[[ Data extracts, beginning ]]

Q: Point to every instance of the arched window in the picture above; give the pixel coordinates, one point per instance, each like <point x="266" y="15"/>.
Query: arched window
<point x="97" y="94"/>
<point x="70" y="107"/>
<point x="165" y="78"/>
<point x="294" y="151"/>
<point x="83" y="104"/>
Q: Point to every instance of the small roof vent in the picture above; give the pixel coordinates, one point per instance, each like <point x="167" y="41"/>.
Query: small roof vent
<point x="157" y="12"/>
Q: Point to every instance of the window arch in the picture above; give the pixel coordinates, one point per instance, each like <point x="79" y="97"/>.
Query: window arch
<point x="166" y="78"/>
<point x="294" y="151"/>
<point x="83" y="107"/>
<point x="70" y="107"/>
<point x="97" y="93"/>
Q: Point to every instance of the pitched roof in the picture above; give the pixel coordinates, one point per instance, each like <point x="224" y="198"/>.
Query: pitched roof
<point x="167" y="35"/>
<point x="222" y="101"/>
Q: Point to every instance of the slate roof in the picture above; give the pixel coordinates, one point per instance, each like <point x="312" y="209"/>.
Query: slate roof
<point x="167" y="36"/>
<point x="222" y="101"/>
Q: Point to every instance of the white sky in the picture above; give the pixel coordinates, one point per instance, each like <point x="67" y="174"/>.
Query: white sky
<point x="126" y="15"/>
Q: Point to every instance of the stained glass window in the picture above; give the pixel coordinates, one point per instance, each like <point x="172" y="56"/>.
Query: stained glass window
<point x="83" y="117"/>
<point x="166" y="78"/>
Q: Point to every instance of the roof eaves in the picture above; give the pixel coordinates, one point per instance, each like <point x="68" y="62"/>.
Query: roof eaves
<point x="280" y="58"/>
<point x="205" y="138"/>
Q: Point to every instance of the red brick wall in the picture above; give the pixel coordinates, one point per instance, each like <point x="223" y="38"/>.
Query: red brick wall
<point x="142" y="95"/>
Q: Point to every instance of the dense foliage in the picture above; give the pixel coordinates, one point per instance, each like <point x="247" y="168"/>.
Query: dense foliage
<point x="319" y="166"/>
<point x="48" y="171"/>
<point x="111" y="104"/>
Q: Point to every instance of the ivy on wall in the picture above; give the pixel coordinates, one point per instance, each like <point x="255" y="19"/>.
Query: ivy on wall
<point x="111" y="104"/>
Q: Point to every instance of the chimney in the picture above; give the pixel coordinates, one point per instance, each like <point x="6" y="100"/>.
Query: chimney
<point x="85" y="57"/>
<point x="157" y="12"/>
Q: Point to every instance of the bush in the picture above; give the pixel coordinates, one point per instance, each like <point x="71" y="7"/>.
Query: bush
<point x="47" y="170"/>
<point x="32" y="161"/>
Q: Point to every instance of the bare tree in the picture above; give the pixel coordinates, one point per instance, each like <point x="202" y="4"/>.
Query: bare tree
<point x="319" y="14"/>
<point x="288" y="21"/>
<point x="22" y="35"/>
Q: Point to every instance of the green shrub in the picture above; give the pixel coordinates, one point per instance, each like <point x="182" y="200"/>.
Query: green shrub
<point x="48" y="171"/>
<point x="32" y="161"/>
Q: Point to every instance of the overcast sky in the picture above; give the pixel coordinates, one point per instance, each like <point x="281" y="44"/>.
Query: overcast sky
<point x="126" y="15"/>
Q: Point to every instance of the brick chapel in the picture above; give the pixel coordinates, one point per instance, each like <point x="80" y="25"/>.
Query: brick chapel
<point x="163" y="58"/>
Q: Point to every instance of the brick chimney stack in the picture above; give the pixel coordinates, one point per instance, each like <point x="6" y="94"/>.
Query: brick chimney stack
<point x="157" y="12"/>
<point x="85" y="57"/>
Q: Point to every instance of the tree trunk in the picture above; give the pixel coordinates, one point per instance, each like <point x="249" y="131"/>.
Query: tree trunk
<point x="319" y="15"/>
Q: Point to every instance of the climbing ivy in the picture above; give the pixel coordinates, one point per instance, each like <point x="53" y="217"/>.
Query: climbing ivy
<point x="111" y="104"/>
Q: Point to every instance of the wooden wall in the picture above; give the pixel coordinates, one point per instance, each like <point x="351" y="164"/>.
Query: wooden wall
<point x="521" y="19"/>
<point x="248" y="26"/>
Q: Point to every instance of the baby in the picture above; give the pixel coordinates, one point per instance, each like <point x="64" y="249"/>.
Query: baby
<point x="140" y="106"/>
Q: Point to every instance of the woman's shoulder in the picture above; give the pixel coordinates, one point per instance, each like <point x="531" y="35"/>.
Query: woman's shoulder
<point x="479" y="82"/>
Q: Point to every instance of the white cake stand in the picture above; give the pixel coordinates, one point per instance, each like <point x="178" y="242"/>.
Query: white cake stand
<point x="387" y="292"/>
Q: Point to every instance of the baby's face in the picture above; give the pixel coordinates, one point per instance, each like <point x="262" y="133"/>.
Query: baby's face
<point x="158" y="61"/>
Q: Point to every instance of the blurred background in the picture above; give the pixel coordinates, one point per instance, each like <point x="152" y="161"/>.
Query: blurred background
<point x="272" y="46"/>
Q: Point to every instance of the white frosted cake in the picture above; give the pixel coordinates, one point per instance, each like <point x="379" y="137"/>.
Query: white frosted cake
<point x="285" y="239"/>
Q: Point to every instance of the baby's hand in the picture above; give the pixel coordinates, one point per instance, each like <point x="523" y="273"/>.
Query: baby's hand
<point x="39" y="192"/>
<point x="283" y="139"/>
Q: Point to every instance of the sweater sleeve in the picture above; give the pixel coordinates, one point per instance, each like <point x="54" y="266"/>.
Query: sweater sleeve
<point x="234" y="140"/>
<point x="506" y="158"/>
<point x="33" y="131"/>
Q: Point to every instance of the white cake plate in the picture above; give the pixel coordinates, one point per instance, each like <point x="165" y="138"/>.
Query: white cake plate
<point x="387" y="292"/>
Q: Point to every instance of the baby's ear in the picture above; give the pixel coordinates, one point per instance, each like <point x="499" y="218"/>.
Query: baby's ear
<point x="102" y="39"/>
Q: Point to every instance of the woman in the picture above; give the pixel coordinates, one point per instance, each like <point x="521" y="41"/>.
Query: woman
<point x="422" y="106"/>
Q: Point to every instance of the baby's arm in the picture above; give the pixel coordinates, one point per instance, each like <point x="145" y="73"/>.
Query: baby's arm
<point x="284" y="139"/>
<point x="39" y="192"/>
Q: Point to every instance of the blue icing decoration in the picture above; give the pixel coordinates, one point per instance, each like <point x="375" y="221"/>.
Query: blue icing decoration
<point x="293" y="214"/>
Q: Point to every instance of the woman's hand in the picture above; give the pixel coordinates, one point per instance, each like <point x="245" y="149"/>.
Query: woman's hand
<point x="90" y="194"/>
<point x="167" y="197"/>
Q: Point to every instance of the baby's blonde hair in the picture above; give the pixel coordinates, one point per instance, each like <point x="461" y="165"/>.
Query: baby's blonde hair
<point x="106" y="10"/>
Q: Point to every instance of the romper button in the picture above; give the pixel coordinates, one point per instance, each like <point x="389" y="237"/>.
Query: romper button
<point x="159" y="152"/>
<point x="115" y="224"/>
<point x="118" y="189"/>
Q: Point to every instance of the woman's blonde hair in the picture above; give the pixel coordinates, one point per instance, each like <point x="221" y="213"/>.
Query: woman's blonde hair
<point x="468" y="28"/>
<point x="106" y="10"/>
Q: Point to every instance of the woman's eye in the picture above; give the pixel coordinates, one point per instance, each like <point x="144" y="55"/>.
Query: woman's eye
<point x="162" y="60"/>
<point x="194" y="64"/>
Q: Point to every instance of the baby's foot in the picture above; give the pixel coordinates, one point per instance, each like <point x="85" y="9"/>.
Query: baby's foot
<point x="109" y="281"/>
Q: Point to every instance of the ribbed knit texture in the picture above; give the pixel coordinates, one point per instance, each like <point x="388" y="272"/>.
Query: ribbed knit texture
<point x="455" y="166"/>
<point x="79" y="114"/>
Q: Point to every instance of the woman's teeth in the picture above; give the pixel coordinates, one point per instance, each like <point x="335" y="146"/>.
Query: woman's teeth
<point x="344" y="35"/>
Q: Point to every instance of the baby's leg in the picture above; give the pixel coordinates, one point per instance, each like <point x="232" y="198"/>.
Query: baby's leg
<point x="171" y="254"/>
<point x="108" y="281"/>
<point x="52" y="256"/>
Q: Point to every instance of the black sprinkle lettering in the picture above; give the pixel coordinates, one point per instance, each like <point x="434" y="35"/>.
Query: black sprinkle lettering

[[ Data extracts, end ]]

▶ _Problem to work on_:
Could you copy each line of the material that holds "lettering"?

▶ _Reply to the task_:
Q: Point to every instance of the black sprinkle lettering in the picture above; give the pixel coordinates, one point per instance, each like <point x="434" y="35"/>.
Query: black sprinkle lettering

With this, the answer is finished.